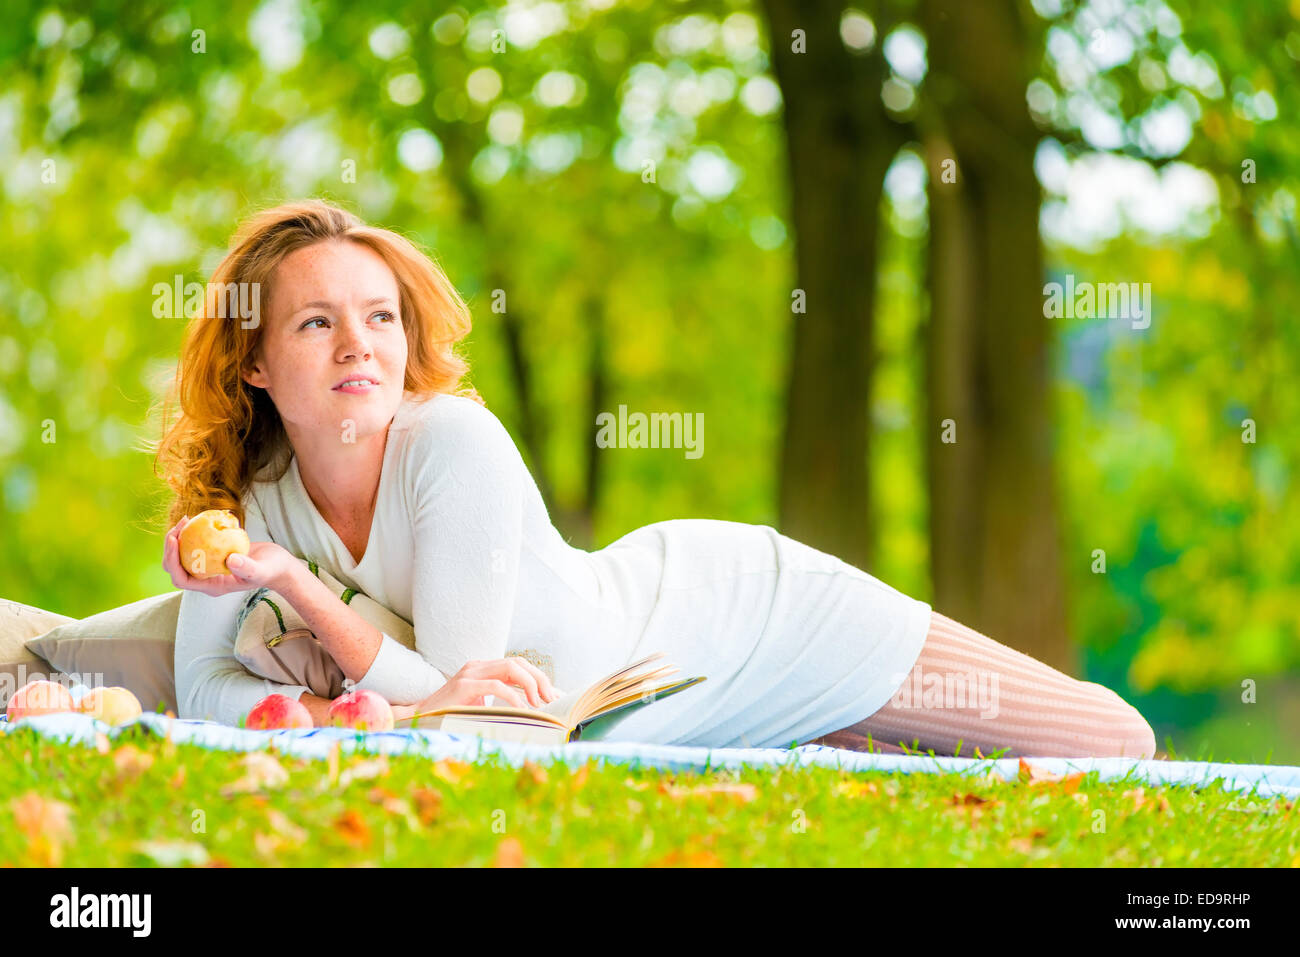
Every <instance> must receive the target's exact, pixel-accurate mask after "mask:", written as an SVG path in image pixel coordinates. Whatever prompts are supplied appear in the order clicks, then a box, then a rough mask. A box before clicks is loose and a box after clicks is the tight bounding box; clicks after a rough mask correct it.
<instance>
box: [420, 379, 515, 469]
mask: <svg viewBox="0 0 1300 957" xmlns="http://www.w3.org/2000/svg"><path fill="white" fill-rule="evenodd" d="M399 415H400V416H402V419H400V423H395V424H399V425H400V426H402V429H403V430H404V433H406V439H404V445H406V449H407V454H408V455H409V456H412V458H415V459H417V460H419V462H421V463H422V464H424V463H429V464H443V465H448V464H450V463H452V462H458V463H464V462H467V460H474V462H484V460H490V462H497V463H502V462H513V460H516V459H519V460H520V462H521V460H523V459H521V458H520V454H519V449H517V447H516V445H515V439H513V438H512V437H511V434H510V430H508V429H507V428H506V425H504V424H503V423H502V421H500V419H498V417H497V415H495V412H493V411H491V410H490V408H487V407H486V406H482V404H480V403H477V402H474V400H473V399H471V398H467V397H464V395H452V394H450V393H438V394H435V395H432V397H429V398H426V399H420V400H413V399H403V404H402V411H400V413H399Z"/></svg>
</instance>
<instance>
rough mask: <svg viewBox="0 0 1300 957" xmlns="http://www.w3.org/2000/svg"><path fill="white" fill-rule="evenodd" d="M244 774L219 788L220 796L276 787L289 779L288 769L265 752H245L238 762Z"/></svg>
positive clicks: (243, 792)
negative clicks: (285, 767)
mask: <svg viewBox="0 0 1300 957" xmlns="http://www.w3.org/2000/svg"><path fill="white" fill-rule="evenodd" d="M239 765H240V767H243V770H244V774H243V776H242V778H239V779H238V780H235V781H233V783H231V784H227V785H226V787H224V788H222V789H221V796H222V797H231V796H233V794H247V793H251V792H256V791H261V789H264V788H278V787H279V785H282V784H285V783H286V781H287V780H289V771H287V770H286V768H285V766H283V765H281V763H279V762H278V761H277V759H276V758H273V757H270V755H269V754H266V753H265V752H252V753H251V754H246V755H244V757H243V758H242V759H240V762H239Z"/></svg>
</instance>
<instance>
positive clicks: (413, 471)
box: [175, 394, 659, 724]
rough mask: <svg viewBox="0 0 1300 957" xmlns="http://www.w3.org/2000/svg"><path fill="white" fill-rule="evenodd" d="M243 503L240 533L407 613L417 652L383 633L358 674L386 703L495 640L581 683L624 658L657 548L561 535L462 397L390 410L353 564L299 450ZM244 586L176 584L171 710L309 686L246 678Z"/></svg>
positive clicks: (517, 473) (478, 656) (253, 701)
mask: <svg viewBox="0 0 1300 957" xmlns="http://www.w3.org/2000/svg"><path fill="white" fill-rule="evenodd" d="M243 503H244V510H246V523H244V524H246V528H247V532H248V536H250V538H251V540H252V541H273V542H277V544H278V545H281V546H283V547H285V549H287V550H289V551H290V553H291V554H294V555H296V557H299V558H312V559H316V560H317V562H318V563H320V564H321V566H322V567H324V568H328V570H329V571H330V573H331V575H334V576H335V577H337V579H338V580H339V581H342V583H343V584H346V585H350V586H352V588H356V589H359V590H360V592H363V593H365V594H368V596H369V597H370V598H373V599H374V601H377V602H380V603H381V605H383V606H385V607H387V609H390V610H391V611H394V612H396V614H398V615H400V616H402V618H404V619H407V620H408V622H411V623H412V624H413V627H415V633H416V649H417V650H416V651H412V650H409V649H407V648H404V646H403V645H402V644H399V642H398V641H396V640H394V638H393V637H390V636H387V635H385V636H383V642H382V645H381V648H380V651H378V654H377V655H376V658H374V662H373V663H372V664H370V670H369V671H368V672H367V674H365V676H364V677H363V679H361V680H360V681H357V683H356V688H368V689H372V690H376V692H378V693H380V694H382V696H383V697H385V698H387V700H389V701H390V702H391V703H395V705H399V703H400V705H406V703H416V702H419V701H421V700H422V698H425V697H428V696H429V694H432V693H433V692H435V690H437V689H438V688H439V687H441V685H442V684H443V683H445V681H446V679H447V677H450V676H451V675H454V674H455V672H456V671H459V670H460V667H461V666H463V664H464V663H465V662H468V661H471V659H489V658H503V657H506V654H507V651H520V653H523V654H524V657H525V658H528V659H529V661H532V662H533V663H536V664H538V666H539V667H542V670H543V671H546V672H547V674H549V675H550V677H551V680H552V683H554V684H555V685H556V687H558V688H559V689H560V690H580V689H581V688H584V687H585V685H586V684H589V683H590V681H594V680H595V679H597V677H601V676H602V675H604V674H608V672H611V671H615V670H616V668H617V667H619V666H620V664H623V663H625V661H627V654H628V650H629V649H630V646H632V644H634V641H636V638H637V636H638V633H640V632H638V627H640V625H643V623H645V618H646V615H647V614H649V611H650V607H651V606H653V605H654V599H655V594H656V590H658V581H659V570H658V568H656V567H655V563H654V560H653V557H642V555H640V554H638V555H636V557H624V555H620V554H619V553H617V550H614V551H610V553H607V554H604V555H602V553H588V551H584V550H581V549H576V547H573V546H571V545H568V544H567V542H565V541H564V540H563V538H562V537H560V533H559V532H558V531H556V529H555V527H554V525H552V524H551V521H550V518H549V515H547V512H546V507H545V505H543V502H542V497H541V493H539V492H538V489H537V482H536V481H534V480H533V477H532V475H530V472H529V471H528V467H526V465H525V464H524V460H523V458H521V456H520V454H519V450H517V449H516V446H515V443H513V441H512V439H511V436H510V433H508V432H507V430H506V428H504V426H503V425H502V423H500V420H498V419H497V416H495V415H494V413H493V412H491V411H489V410H487V408H485V407H484V406H480V404H478V403H477V402H474V400H472V399H468V398H464V397H459V395H447V394H441V395H434V397H433V398H430V399H426V400H424V402H419V400H416V399H412V398H409V397H408V398H407V399H404V400H403V403H402V406H400V407H399V410H398V413H396V415H395V416H394V419H393V423H391V424H390V426H389V439H387V445H386V449H385V454H383V468H382V472H381V477H380V489H378V497H377V502H376V507H374V518H373V521H372V527H370V538H369V545H368V546H367V550H365V554H364V555H363V557H361V562H360V563H357V562H355V560H354V559H352V555H351V554H350V553H348V550H347V547H346V546H344V545H343V542H342V540H341V538H339V537H338V534H337V533H335V532H334V529H333V528H330V525H329V524H328V523H326V521H325V520H324V519H322V518H321V515H320V512H318V511H317V510H316V507H315V505H313V503H312V501H311V498H309V497H308V495H307V490H305V488H304V486H303V482H302V479H300V477H299V472H298V460H296V458H295V459H294V460H292V462H291V463H290V465H289V469H287V471H286V472H285V475H283V476H282V477H281V480H279V481H278V482H253V485H252V488H251V489H250V492H248V494H246V495H244V501H243ZM646 558H650V560H649V563H647V562H646ZM637 563H640V567H638V568H636V570H633V568H632V567H629V566H630V564H637ZM250 594H251V592H235V593H230V594H226V596H221V597H218V598H213V597H211V596H205V594H203V593H201V592H194V590H187V592H186V593H185V596H183V597H182V599H181V615H179V622H178V624H177V642H175V683H177V702H178V706H179V713H181V716H182V718H207V719H213V720H218V722H222V723H226V724H238V722H239V718H240V716H242V715H246V714H247V713H248V710H250V709H251V707H252V706H253V705H255V703H257V702H259V701H260V700H261V698H264V697H265V696H266V694H270V693H274V692H278V693H281V694H287V696H290V697H294V698H298V697H299V696H300V694H302V693H303V692H305V690H307V689H305V688H303V687H300V685H292V687H287V685H281V684H277V683H274V681H269V680H264V679H260V677H256V676H253V675H251V674H248V672H247V671H246V670H244V668H243V666H242V664H239V662H238V661H235V658H234V657H233V651H234V637H235V635H234V629H235V618H237V615H238V611H239V607H240V606H242V605H243V602H244V601H246V599H247V597H248V596H250Z"/></svg>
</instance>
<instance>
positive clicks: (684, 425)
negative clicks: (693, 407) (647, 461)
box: [595, 406, 705, 459]
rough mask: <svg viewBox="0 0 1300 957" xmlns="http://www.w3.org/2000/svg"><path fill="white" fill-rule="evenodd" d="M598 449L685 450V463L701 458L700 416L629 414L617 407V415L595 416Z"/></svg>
mask: <svg viewBox="0 0 1300 957" xmlns="http://www.w3.org/2000/svg"><path fill="white" fill-rule="evenodd" d="M595 424H597V426H598V428H597V433H595V445H597V447H599V449H610V447H615V449H685V450H686V458H688V459H698V458H699V456H701V455H703V454H705V413H703V412H694V413H692V412H650V413H649V415H647V413H646V412H633V413H632V415H628V407H627V406H619V415H617V416H615V415H614V412H601V413H599V415H597V416H595Z"/></svg>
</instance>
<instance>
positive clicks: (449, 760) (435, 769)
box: [433, 758, 473, 784]
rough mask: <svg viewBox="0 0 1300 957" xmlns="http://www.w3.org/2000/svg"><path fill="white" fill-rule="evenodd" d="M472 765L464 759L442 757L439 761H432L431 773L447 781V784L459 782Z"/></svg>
mask: <svg viewBox="0 0 1300 957" xmlns="http://www.w3.org/2000/svg"><path fill="white" fill-rule="evenodd" d="M472 767H473V765H471V763H468V762H465V761H456V759H455V758H442V759H441V761H435V762H433V775H434V778H441V779H442V780H445V781H447V784H459V783H460V780H461V779H463V778H464V776H465V775H467V774H469V768H472Z"/></svg>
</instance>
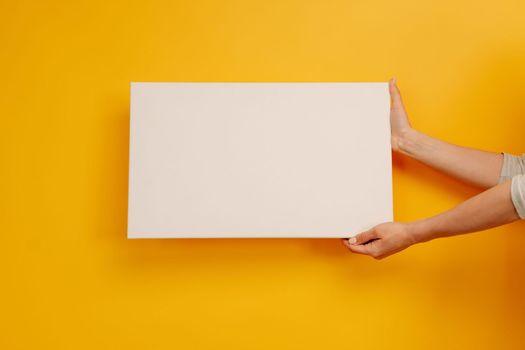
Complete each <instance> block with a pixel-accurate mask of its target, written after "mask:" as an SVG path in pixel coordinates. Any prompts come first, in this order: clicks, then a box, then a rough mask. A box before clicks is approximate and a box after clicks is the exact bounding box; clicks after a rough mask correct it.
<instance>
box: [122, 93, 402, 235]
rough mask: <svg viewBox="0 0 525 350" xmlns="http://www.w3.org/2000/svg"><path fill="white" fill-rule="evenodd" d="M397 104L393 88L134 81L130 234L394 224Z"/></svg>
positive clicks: (130, 132) (254, 232) (299, 233)
mask: <svg viewBox="0 0 525 350" xmlns="http://www.w3.org/2000/svg"><path fill="white" fill-rule="evenodd" d="M389 107H390V100H389V95H388V85H387V84H386V83H131V117H130V118H131V120H130V163H129V203H128V238H205V237H320V238H328V237H349V236H352V235H355V234H357V233H359V232H361V231H363V230H366V229H368V228H370V227H372V226H373V225H376V224H378V223H381V222H384V221H391V220H392V219H393V214H392V211H393V208H392V161H391V149H390V120H389Z"/></svg>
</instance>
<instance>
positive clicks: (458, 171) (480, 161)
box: [390, 80, 503, 189]
mask: <svg viewBox="0 0 525 350" xmlns="http://www.w3.org/2000/svg"><path fill="white" fill-rule="evenodd" d="M390 96H391V98H392V104H391V106H392V107H391V108H392V109H391V112H390V121H391V126H392V149H393V150H394V151H397V152H400V153H402V154H405V155H408V156H410V157H412V158H414V159H416V160H418V161H420V162H422V163H425V164H427V165H429V166H431V167H433V168H436V169H438V170H440V171H442V172H444V173H447V174H449V175H452V176H454V177H457V178H459V179H461V180H463V181H465V182H468V183H471V184H473V185H476V186H479V187H481V188H484V189H485V188H489V187H492V186H494V185H496V184H497V183H498V180H499V175H500V172H501V167H502V164H503V155H502V154H500V153H494V152H485V151H481V150H477V149H472V148H467V147H461V146H456V145H453V144H450V143H447V142H444V141H441V140H438V139H435V138H432V137H430V136H428V135H425V134H423V133H421V132H419V131H417V130H415V129H413V128H412V127H411V126H410V122H409V121H408V117H407V113H406V111H405V107H404V105H403V101H402V99H401V94H400V92H399V89H398V87H397V85H396V83H395V80H391V81H390Z"/></svg>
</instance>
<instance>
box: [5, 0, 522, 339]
mask: <svg viewBox="0 0 525 350" xmlns="http://www.w3.org/2000/svg"><path fill="white" fill-rule="evenodd" d="M524 14H525V3H524V2H523V1H522V0H514V1H511V0H501V1H474V0H472V1H466V0H454V1H432V2H430V1H416V0H411V1H408V0H400V1H392V0H360V1H333V0H323V1H321V0H319V1H308V0H302V1H300V0H279V1H277V0H273V1H241V0H236V1H230V0H225V1H202V0H197V1H190V0H185V1H109V0H105V1H98V0H97V1H83V2H77V1H20V0H17V1H6V0H2V1H1V5H0V47H1V52H0V53H1V55H0V64H1V84H0V102H1V103H0V108H1V127H0V130H1V131H0V132H1V135H0V136H1V137H0V146H1V147H0V149H1V151H0V154H1V164H2V167H1V171H0V177H1V179H2V181H1V184H2V185H1V188H2V190H1V197H2V201H1V208H0V216H1V233H2V235H1V248H0V249H1V254H0V266H1V267H0V273H1V277H0V278H1V288H0V296H1V298H0V300H1V307H0V315H1V316H0V348H2V349H29V348H32V349H42V348H50V349H77V348H86V349H205V348H208V349H217V348H219V349H277V348H283V349H284V348H297V349H336V348H337V349H340V348H348V349H351V348H355V349H366V348H371V349H384V348H387V347H388V348H396V349H397V348H399V349H401V348H404V349H423V348H424V349H442V348H448V349H454V348H457V349H495V348H498V349H503V348H504V349H523V348H524V347H525V333H524V331H523V329H524V327H525V253H524V248H523V247H524V245H525V232H523V231H524V229H525V225H524V224H523V222H519V223H515V224H512V225H509V226H506V227H503V228H499V229H494V230H490V231H486V232H484V233H479V234H473V235H467V236H462V237H456V238H450V239H443V240H437V241H434V242H430V243H427V244H424V245H418V246H415V247H412V248H410V249H408V250H407V251H405V252H403V253H400V254H398V255H396V256H393V257H391V258H388V259H386V260H383V261H375V260H373V259H371V258H368V257H363V256H357V255H351V254H350V253H349V252H347V251H346V249H345V248H344V247H343V246H342V245H341V243H340V242H339V241H337V240H313V239H302V240H293V239H283V240H279V239H272V240H262V239H258V240H193V241H192V240H150V241H137V240H135V241H128V240H126V215H127V214H126V210H127V173H128V168H127V167H128V127H129V82H130V81H386V80H387V79H388V78H389V77H391V76H394V75H395V76H396V77H397V78H398V80H399V85H400V87H401V89H402V92H403V94H404V98H405V101H406V105H407V108H408V111H409V114H410V116H411V120H412V123H413V125H414V126H415V127H416V128H418V129H419V130H421V131H424V132H426V133H428V134H430V135H432V136H436V137H439V138H442V139H445V140H448V141H450V142H454V143H459V144H462V145H468V146H473V147H478V148H483V149H490V150H495V151H508V152H513V153H522V152H525V137H524V135H525V134H524V131H525V119H524V117H525V92H524V88H523V87H524V86H525V15H524ZM475 193H477V190H476V189H475V188H471V187H468V186H466V185H463V184H461V183H459V182H457V181H456V180H453V179H450V178H448V177H446V176H444V175H441V174H438V173H437V172H435V171H433V170H431V169H428V168H426V167H425V166H422V165H419V164H417V163H415V162H414V161H412V160H410V159H407V158H402V157H399V156H396V157H395V158H394V196H395V218H396V220H400V221H405V220H406V221H408V220H414V219H417V218H421V217H425V216H429V215H433V214H435V213H438V212H440V211H443V210H445V209H447V208H449V207H451V206H454V205H456V204H457V203H459V202H461V201H462V200H464V199H466V198H468V197H469V196H472V195H474V194H475Z"/></svg>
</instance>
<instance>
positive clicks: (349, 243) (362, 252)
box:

────────────────────────────────────────

- _About this task_: Rewrite the lines from the start through the line containing "box: [420, 379, 515, 469]", replacing "rough mask" with "coarse mask" and keeping everything else unchanged. Leave the pictures out of your answer.

- _Output for this task_:
Every <instance> must receive the target's exact, pixel-accurate mask after "mask:", written as an SVG path in image pixel coordinates. Whatever prompts are supplied appear in the order clicks, then a box, then a coarse mask. A box before clicks is loose and a box after clicks is the tight bounding box; clicks after a coarse mask correct it.
<instance>
box: [420, 379, 515, 469]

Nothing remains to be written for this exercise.